> Problem statement
Could you output all of the material below as a two-column CSV with the headers input and output, one row for each text and its answer? Put every field in quotes, turn line breaks into spaces, and leave the pictures out.

> Recorded information
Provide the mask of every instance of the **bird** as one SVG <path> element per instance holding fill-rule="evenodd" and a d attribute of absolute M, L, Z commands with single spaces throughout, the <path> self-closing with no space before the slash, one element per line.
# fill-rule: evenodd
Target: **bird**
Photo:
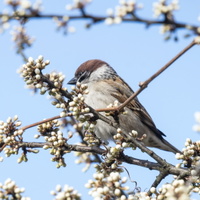
<path fill-rule="evenodd" d="M 131 87 L 117 72 L 107 62 L 99 59 L 88 60 L 77 68 L 74 78 L 68 84 L 76 85 L 77 83 L 87 85 L 88 93 L 84 96 L 84 102 L 93 109 L 107 108 L 115 101 L 123 103 L 134 94 Z M 126 114 L 119 113 L 117 117 L 114 117 L 114 120 L 118 122 L 125 134 L 132 130 L 137 131 L 138 138 L 145 135 L 140 141 L 145 146 L 155 147 L 174 154 L 180 153 L 176 147 L 164 139 L 166 135 L 156 127 L 151 116 L 137 97 L 127 104 L 124 110 Z M 116 132 L 116 128 L 100 119 L 97 120 L 94 133 L 104 142 L 108 143 L 108 141 L 113 140 Z"/>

> Worked solution
input,output
"Provide the mask of every instance of the **bird** as one SVG <path> element per instance holding fill-rule=""evenodd"" and a d attribute of absolute M, L, Z commands with single spaces throughout, the <path> self-closing with no space before the slash, one element per line. # fill-rule: evenodd Target: **bird** Photo:","<path fill-rule=""evenodd"" d=""M 131 87 L 117 72 L 107 62 L 99 59 L 88 60 L 77 68 L 74 78 L 68 84 L 76 85 L 77 83 L 87 85 L 88 93 L 84 96 L 84 102 L 93 109 L 107 108 L 115 101 L 123 103 L 134 94 Z M 126 114 L 119 113 L 117 117 L 114 117 L 114 120 L 118 122 L 125 134 L 132 130 L 137 131 L 138 138 L 145 135 L 140 141 L 145 146 L 155 147 L 174 154 L 180 153 L 176 147 L 164 139 L 166 135 L 156 127 L 151 116 L 137 97 L 127 104 L 124 110 Z M 116 132 L 116 128 L 100 119 L 97 120 L 94 133 L 104 142 L 108 143 L 108 141 L 113 140 Z""/>"